(DATA UNDER STUDY begins)

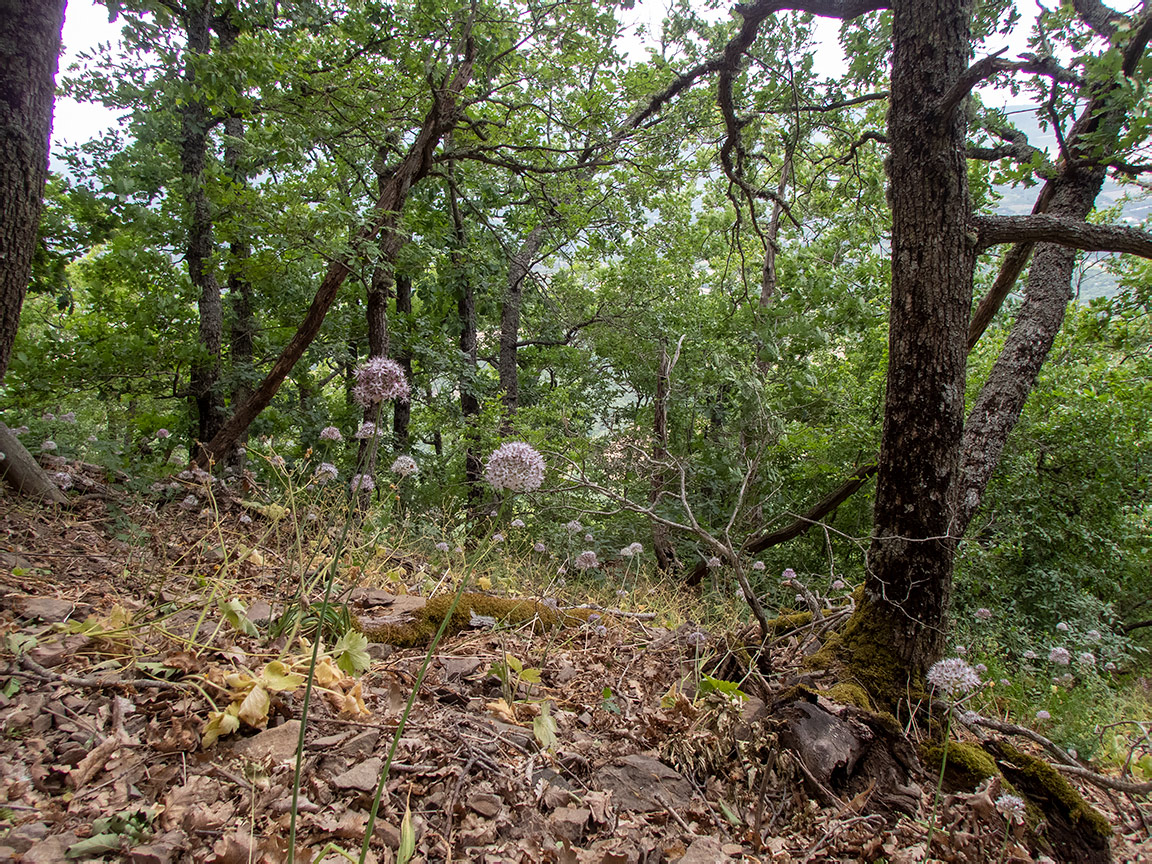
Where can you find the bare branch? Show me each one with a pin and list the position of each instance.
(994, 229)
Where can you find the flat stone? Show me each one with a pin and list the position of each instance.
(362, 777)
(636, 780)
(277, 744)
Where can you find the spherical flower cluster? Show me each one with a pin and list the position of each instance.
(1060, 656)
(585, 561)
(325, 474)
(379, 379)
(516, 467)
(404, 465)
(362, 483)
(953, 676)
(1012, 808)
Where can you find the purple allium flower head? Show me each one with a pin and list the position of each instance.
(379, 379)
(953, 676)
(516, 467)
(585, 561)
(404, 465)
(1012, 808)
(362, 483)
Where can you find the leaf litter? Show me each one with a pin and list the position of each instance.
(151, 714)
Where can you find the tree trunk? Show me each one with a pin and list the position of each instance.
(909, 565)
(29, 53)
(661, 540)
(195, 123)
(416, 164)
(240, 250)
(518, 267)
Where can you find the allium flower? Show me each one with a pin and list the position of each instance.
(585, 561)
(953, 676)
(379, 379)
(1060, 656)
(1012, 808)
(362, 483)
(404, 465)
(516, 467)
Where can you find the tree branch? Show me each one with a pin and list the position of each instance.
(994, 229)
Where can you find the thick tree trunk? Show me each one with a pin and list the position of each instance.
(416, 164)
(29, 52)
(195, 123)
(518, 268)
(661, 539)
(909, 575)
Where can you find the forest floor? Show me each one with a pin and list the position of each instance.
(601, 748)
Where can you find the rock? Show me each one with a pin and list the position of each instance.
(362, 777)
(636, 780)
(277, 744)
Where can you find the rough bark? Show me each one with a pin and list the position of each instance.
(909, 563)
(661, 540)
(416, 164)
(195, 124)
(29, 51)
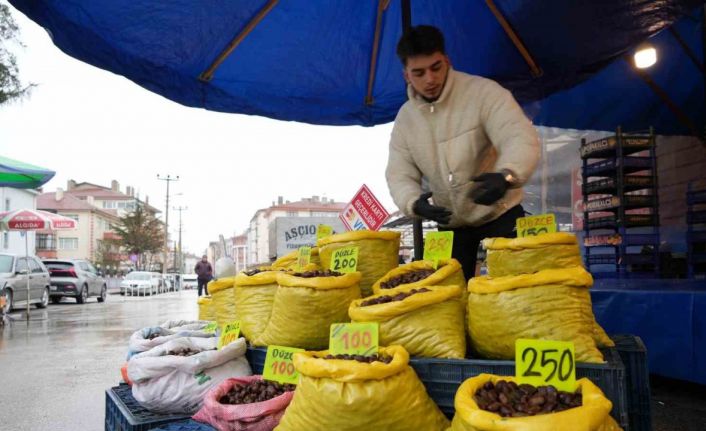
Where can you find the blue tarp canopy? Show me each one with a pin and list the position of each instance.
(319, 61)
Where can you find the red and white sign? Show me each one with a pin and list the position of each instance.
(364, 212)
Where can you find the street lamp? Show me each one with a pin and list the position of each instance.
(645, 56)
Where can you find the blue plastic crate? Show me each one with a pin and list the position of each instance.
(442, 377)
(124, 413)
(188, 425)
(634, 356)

(DATA UNDER STUDY ends)

WHAT TO PRODUCE.
A faithful copy of the records above, without images, is what to give back.

ANSWER SECTION.
Where can you find the bare branch? Show me each one with a pin and list the position of each instance.
(994, 229)
Where can you find the flat stone? Show me each one with a pin and list the position of each instance.
(362, 777)
(636, 780)
(277, 744)
Where can you find the spherical flower cluster? Show me each one with a pin and list the position of each instance.
(1060, 656)
(585, 561)
(325, 474)
(379, 379)
(516, 467)
(404, 465)
(362, 483)
(953, 676)
(1012, 808)
Where can you find the purple allium flower head? Show me each one with a pin and list the position of each instance.
(379, 379)
(953, 676)
(516, 467)
(585, 561)
(404, 465)
(1012, 808)
(362, 483)
Where can you find the leaf litter? Show me each one with a pin and list the position of each instance.
(151, 714)
Where can you find the tree trunk? Show me each one with a pin and list the position of each instance.
(909, 565)
(29, 53)
(661, 540)
(195, 123)
(416, 164)
(240, 250)
(518, 267)
Where can you find the allium flower? Show me each one with a pin and list the position of each instance.
(585, 561)
(953, 676)
(379, 379)
(1060, 656)
(1012, 808)
(362, 483)
(404, 465)
(516, 467)
Where can you find the tree branch? Show me each one with a pin and list the position of each instance.
(994, 229)
Where can you find the thick tree trunk? Show me each one with a pin and list the position of each instance.
(416, 164)
(29, 52)
(195, 123)
(518, 268)
(661, 539)
(909, 575)
Where can you find the forest floor? Show me each one with a pin and list the position of each instance.
(601, 748)
Where can you find the rock? Show me each one with a pin and list the position of each instance.
(362, 777)
(636, 780)
(277, 744)
Where can you find the rough bark? Show me each one with a pin and list the position of each instance.
(909, 563)
(661, 540)
(416, 164)
(195, 124)
(29, 51)
Where can you find the blue tarp canopy? Show me each one with a pin and list the position of each instance.
(319, 61)
Where can you find the red and white sign? Show me each one with a pin and list the position of each instance.
(364, 212)
Where can you find the street lamp? Show me each one with a pin and list the position of each instance.
(645, 56)
Where can you find the blue plastic crate? Show me each one with a pin and list the position of each instance.
(442, 377)
(124, 413)
(188, 425)
(634, 356)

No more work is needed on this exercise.